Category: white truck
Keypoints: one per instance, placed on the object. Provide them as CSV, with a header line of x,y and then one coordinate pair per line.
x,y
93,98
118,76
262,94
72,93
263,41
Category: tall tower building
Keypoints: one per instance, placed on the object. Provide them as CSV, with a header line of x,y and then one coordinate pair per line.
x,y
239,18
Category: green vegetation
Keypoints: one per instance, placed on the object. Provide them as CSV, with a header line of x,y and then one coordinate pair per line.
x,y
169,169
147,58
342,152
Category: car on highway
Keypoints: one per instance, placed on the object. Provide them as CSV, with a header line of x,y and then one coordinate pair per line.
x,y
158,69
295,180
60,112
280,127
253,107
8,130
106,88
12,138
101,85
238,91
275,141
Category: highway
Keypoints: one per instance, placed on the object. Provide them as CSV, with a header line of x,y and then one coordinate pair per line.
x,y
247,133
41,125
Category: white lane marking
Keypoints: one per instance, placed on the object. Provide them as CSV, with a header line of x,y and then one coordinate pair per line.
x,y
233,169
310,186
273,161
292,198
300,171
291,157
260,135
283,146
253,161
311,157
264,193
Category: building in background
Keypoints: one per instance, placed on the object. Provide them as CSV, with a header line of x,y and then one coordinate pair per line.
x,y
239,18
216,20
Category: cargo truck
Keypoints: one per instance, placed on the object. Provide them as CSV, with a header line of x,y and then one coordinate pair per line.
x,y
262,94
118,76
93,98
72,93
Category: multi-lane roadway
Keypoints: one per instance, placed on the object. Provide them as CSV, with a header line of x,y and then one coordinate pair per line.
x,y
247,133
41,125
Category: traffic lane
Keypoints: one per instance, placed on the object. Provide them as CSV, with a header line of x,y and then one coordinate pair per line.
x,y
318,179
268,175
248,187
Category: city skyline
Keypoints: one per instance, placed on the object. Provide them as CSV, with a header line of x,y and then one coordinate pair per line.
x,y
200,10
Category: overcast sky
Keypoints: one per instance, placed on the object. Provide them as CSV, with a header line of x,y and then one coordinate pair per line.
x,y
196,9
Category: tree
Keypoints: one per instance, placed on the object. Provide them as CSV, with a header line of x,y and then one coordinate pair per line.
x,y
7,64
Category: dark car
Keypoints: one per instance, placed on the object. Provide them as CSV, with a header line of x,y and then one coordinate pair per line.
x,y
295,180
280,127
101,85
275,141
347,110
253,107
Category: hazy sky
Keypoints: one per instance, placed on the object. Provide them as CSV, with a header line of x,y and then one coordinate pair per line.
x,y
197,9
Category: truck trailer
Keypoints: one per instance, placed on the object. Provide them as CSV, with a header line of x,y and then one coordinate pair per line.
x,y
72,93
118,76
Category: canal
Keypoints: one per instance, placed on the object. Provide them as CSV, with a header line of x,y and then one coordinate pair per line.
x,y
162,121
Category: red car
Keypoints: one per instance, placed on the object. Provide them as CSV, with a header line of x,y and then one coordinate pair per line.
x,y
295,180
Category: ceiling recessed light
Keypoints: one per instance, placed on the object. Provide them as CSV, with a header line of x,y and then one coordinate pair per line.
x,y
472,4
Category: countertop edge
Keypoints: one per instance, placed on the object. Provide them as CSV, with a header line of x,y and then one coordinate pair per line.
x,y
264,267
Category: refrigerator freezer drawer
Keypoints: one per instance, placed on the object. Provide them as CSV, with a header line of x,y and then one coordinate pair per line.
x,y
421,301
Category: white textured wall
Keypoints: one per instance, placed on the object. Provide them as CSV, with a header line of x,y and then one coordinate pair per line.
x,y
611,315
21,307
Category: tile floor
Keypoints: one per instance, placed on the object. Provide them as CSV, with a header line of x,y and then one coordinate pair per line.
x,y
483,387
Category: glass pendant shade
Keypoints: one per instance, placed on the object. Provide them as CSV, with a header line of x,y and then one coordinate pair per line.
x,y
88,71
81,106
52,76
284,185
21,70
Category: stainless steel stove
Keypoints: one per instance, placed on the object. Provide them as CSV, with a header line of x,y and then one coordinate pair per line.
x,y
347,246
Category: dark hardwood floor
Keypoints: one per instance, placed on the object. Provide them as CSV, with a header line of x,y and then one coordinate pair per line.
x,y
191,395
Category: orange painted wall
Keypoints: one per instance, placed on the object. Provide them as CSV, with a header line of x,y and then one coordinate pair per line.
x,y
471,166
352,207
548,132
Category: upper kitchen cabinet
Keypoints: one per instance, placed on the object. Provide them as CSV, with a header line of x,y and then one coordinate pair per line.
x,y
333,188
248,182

-- -- --

* _EXERCISE REQUIREMENTS_: From the material above, retype precisely the lines between the line holding "Category: white lane marking" and the line holding "Category: hazy sky", inclusive, and nothing beyond them.

* _PROBLEM SOLUTION_:
Category: white lane marking
Keypoints: one per instance, placed on the object. Provide them as CSV, with a header line of x,y and then one coordinate pair per line.
x,y
233,169
310,186
273,161
292,198
300,171
291,157
260,135
283,146
253,161
311,157
264,193
Category: building in background
Keypoints: one per instance, placed on the object. Provide them as CSV, with a header line of x,y and then one coordinate pair per line.
x,y
239,18
216,20
Category: cargo truck
Keypoints: one per instance, placed on the object. Provide them as CSV, with a header line of x,y and then one coordinate pair per line.
x,y
262,94
118,76
93,98
72,93
Category: multi-lane roadway
Keypoints: one per instance, placed on the object. Provide them as CSV, with a header line of x,y and then one coordinate pair per line.
x,y
247,133
41,125
Category: traffic lane
Keypoints: one per instance, placed on the object. Provide them as CSV, with a header line of x,y and then one coordinate pair per line.
x,y
318,179
268,175
248,187
Category: city skyline
Keypoints: one per instance, placed on the object. Provide them as CSV, with a header line of x,y and then one coordinate pair per line.
x,y
200,10
Category: overcast sky
Keypoints: one per instance, placed on the object. Provide them as CSV, with a header line of x,y and then one coordinate pair per line.
x,y
196,9
Category: tree
Keypoints: one per instance, placed on the object. Provide them as CSV, with a header line of x,y and then one coordinate pair per line.
x,y
7,64
Category: dark car
Keypoints: one per instance, placed on the object. Provide them as CSV, with a header line of x,y and then one coordinate pair per line.
x,y
295,180
280,127
101,85
275,141
347,110
253,107
Category: hazy sky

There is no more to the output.